◆ INPUT RECORDS ◆
________________
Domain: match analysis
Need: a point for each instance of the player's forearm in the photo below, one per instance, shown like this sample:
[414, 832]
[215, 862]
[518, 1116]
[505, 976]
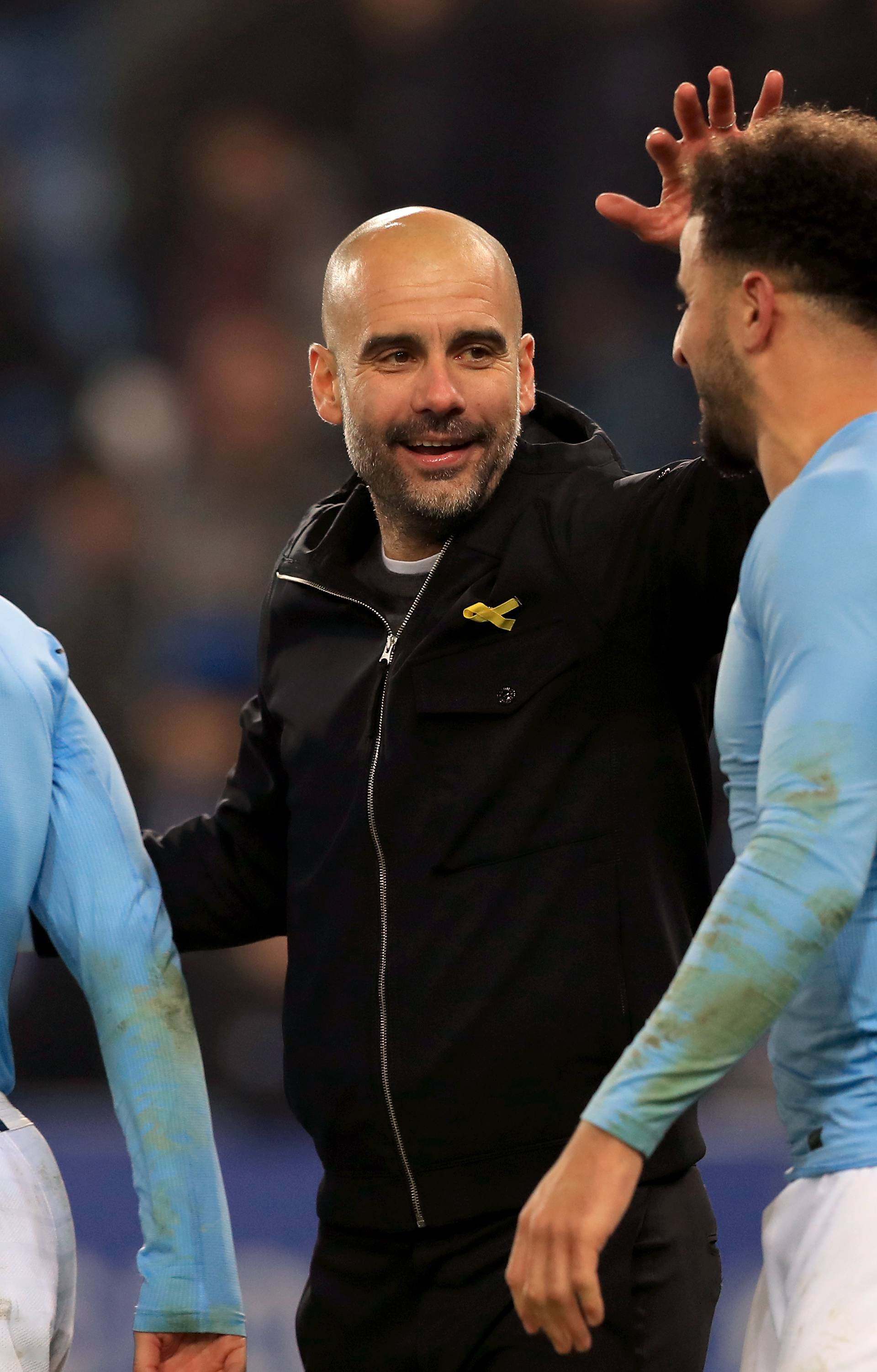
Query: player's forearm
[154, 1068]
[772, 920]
________________
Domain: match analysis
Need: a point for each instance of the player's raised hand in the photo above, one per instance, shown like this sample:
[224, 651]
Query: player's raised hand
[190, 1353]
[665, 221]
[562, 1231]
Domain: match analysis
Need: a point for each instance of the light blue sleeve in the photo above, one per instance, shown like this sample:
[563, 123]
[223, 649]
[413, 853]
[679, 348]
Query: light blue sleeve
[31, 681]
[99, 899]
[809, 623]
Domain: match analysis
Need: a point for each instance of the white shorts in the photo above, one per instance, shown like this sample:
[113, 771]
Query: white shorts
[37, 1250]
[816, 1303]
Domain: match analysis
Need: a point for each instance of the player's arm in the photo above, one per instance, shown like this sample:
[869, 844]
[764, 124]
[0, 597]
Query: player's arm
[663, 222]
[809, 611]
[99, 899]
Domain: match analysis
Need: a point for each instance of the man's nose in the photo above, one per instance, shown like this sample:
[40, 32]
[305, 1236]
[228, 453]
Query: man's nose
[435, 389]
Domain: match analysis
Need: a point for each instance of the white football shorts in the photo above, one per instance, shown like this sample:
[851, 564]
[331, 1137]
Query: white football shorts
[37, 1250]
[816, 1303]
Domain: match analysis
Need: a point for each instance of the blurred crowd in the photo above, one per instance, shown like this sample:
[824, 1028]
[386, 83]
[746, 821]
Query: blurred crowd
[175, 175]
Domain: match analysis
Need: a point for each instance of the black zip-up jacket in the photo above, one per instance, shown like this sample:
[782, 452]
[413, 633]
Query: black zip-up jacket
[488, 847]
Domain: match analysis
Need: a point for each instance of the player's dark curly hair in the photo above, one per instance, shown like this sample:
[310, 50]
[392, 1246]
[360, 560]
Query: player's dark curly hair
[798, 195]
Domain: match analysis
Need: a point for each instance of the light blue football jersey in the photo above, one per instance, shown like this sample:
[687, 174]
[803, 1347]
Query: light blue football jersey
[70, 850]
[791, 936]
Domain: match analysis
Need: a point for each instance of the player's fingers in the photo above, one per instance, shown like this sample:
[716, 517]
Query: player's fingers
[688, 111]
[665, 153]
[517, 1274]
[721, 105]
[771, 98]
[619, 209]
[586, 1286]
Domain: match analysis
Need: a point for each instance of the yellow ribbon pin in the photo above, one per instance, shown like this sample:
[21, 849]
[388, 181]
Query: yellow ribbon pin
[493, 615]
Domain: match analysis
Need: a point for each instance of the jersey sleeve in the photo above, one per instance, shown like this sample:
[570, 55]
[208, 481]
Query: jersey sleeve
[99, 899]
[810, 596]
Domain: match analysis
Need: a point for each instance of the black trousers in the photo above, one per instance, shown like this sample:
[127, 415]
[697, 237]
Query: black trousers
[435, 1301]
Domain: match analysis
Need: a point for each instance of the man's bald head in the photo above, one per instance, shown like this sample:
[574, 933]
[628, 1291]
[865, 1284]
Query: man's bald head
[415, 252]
________________
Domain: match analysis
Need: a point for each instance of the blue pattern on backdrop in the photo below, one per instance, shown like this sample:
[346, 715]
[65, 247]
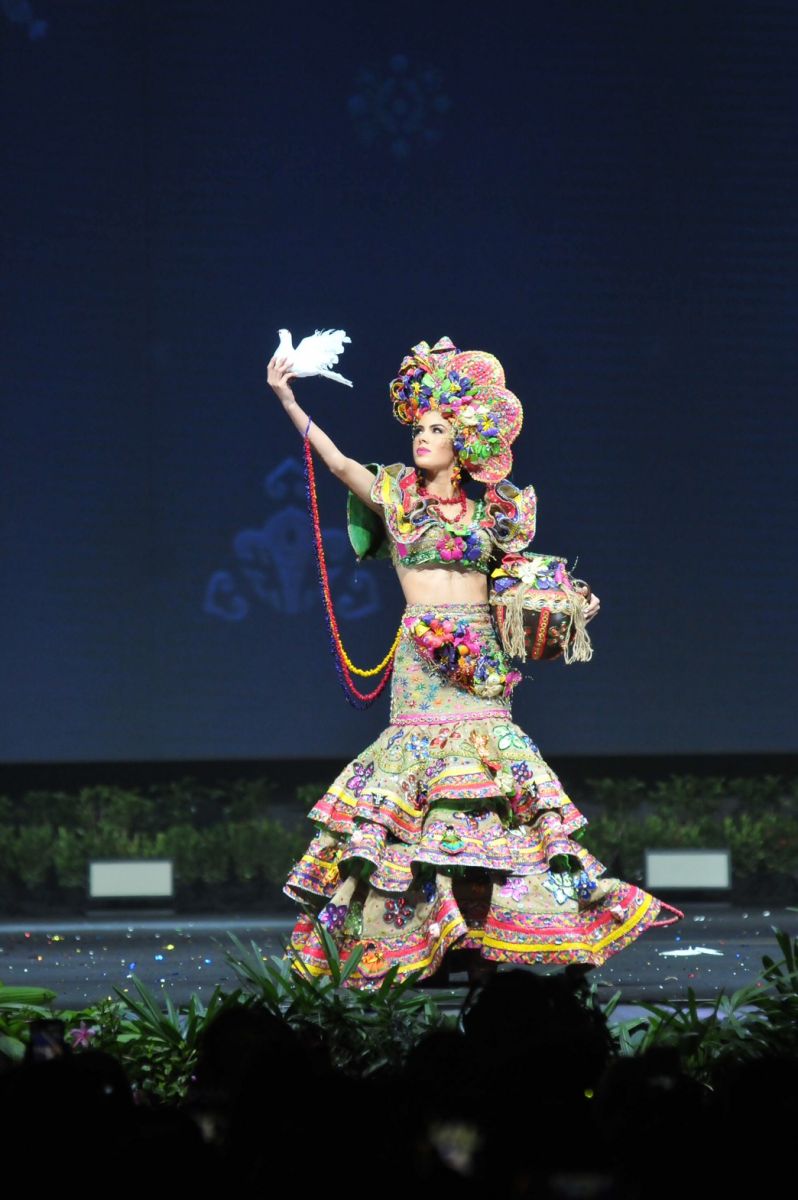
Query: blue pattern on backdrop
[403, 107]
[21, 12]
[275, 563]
________________
◆ AIM OF THE TASK ◆
Please copy out each line of the material that contains the string "below".

◆ EXERCISE RESPONSE ◆
Need: a point for each instance of the player's forearm in the photo below, one per instance, shown like this sample:
Need: a point for each instance of the blue pattern on backdrop in the photo below, one per instance, shown like this sample:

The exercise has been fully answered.